## Entries from a pointing dataset
★ ★ ★ ★ ★

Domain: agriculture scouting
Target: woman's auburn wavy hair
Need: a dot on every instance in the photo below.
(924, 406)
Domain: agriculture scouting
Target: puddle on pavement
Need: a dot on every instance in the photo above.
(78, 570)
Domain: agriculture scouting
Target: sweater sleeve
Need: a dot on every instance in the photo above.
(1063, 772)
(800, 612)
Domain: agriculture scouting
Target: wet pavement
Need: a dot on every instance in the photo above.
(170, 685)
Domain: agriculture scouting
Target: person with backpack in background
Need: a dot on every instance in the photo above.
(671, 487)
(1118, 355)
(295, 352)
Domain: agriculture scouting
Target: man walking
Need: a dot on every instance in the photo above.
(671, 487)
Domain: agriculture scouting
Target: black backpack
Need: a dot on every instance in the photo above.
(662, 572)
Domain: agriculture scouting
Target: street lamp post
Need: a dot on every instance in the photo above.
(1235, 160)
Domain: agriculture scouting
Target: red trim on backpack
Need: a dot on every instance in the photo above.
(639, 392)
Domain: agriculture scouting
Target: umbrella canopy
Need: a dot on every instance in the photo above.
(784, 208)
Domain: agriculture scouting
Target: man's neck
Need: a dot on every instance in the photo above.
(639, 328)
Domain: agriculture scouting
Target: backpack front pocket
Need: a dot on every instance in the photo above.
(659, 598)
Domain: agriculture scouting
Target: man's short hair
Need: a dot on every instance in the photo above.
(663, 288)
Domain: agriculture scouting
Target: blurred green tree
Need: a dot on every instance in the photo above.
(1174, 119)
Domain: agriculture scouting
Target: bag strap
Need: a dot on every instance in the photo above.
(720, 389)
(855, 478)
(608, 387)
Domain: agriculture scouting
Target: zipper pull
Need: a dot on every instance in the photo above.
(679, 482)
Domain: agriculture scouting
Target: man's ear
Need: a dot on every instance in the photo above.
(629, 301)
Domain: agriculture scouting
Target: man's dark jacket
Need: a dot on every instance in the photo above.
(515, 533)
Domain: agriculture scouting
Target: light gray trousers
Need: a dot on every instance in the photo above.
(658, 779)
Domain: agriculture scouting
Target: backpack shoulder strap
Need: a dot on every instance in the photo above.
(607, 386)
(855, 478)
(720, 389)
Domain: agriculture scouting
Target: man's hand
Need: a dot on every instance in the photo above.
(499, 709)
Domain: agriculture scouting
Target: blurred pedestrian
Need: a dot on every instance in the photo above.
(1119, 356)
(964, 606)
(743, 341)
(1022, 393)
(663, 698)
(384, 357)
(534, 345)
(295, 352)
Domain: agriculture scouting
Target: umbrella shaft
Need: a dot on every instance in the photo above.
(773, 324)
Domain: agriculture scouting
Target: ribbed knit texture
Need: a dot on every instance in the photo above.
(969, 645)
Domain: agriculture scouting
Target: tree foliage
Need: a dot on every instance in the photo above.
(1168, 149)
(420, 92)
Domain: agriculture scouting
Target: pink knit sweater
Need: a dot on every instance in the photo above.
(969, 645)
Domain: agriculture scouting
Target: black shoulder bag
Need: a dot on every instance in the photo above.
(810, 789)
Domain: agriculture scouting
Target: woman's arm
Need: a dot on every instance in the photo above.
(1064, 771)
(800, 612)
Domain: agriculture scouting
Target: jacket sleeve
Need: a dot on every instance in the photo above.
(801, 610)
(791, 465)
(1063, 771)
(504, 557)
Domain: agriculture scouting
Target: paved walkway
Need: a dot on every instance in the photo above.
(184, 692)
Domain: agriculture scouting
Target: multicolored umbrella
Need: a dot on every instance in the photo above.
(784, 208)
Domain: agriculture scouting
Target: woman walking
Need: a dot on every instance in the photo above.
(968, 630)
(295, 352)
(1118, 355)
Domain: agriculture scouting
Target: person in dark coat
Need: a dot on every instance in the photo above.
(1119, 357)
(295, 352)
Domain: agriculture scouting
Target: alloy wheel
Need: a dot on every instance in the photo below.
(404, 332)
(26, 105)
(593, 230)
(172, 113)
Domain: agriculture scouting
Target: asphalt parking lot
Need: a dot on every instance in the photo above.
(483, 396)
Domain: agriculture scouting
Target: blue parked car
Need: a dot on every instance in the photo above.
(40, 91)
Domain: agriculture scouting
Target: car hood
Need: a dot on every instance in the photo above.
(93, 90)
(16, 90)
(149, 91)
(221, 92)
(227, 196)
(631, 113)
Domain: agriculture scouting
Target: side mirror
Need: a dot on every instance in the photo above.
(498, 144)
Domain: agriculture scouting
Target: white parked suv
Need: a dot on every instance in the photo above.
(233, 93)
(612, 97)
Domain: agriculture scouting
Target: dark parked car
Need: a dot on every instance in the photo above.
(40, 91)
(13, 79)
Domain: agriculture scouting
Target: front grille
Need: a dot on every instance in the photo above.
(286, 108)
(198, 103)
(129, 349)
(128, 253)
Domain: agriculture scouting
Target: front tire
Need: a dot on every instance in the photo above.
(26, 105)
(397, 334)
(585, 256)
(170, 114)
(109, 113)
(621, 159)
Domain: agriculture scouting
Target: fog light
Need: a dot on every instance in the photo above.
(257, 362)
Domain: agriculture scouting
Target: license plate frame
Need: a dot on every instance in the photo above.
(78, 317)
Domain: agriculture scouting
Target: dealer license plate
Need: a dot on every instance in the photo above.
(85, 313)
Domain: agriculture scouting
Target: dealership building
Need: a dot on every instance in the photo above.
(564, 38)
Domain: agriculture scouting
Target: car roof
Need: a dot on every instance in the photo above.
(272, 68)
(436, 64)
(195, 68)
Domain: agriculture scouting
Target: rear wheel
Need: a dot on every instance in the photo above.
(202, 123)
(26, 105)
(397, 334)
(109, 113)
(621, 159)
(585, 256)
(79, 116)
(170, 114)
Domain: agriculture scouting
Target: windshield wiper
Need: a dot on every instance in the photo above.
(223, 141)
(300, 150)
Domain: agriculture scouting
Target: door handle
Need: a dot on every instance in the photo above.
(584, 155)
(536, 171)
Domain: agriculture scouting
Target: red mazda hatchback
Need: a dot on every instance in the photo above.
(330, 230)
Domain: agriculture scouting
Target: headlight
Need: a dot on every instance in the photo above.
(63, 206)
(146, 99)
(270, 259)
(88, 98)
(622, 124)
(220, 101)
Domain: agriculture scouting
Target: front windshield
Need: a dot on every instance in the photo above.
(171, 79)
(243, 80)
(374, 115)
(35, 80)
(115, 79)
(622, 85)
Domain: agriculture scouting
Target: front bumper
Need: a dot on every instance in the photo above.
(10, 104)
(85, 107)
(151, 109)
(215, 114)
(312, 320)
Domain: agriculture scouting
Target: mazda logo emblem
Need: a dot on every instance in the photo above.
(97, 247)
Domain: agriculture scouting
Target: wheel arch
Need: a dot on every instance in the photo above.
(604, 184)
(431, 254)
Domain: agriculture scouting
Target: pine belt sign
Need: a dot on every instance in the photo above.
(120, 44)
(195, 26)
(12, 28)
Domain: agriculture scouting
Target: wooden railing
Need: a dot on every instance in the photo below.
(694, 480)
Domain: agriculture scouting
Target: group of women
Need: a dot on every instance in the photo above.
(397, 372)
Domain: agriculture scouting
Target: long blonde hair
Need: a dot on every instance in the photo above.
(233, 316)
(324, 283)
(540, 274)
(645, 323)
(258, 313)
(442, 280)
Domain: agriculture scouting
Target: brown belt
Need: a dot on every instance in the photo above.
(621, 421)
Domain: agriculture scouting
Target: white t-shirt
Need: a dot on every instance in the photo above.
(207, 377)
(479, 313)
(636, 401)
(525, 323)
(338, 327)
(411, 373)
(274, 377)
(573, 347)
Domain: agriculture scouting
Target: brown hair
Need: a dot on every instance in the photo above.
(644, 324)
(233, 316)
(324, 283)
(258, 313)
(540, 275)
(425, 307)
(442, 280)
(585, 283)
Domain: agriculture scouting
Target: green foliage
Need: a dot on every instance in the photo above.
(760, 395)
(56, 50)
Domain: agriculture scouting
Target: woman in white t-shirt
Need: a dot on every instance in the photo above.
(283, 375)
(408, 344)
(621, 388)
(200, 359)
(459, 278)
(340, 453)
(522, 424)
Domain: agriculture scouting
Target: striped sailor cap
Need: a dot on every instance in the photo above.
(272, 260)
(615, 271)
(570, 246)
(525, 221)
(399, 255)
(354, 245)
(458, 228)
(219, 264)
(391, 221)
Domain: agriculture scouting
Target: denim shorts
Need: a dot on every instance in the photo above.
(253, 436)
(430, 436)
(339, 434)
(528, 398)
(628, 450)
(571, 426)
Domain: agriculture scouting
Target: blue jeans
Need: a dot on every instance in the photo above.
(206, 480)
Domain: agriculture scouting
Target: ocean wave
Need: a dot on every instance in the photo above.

★ ★ ★ ★ ★

## Problem
How many lines in the rows above contain the string "black"? Case counts, so reply with the number alone.

## Solution
2